- [How to complete this task]: Keep the images out while you set down the data exactly.

- [Information provided]:
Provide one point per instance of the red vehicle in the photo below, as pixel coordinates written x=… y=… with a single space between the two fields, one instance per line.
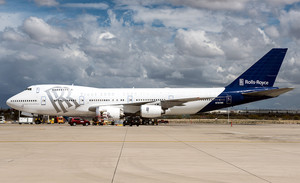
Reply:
x=78 y=121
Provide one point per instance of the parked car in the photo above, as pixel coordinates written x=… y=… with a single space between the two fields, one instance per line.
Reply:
x=132 y=120
x=78 y=121
x=163 y=121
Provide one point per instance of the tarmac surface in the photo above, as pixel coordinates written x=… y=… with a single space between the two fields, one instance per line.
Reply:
x=164 y=153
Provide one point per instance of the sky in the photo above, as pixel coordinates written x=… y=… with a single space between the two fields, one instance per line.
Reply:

- [Result for this task]:
Provide one point per instance of the red vehicle in the photo below, as pixel coordinates written x=… y=… with a single space between the two fields, one instance per line.
Reply:
x=78 y=121
Provide one point per instance of the parked car in the photo above, as pixel coordinates written x=… y=… with a single space between the two fields, one instance per line.
Reply:
x=132 y=120
x=78 y=121
x=163 y=121
Provide one point per instance of the tarmac surface in the photo above, as pixel coordinates written x=… y=… with a single space between the two fields, one instance per line.
Reply:
x=164 y=153
Provide one point per instance of the sky in the photo above, as pixel coordinates written x=… y=… with a single space between the two fields, one instance per line.
Reply:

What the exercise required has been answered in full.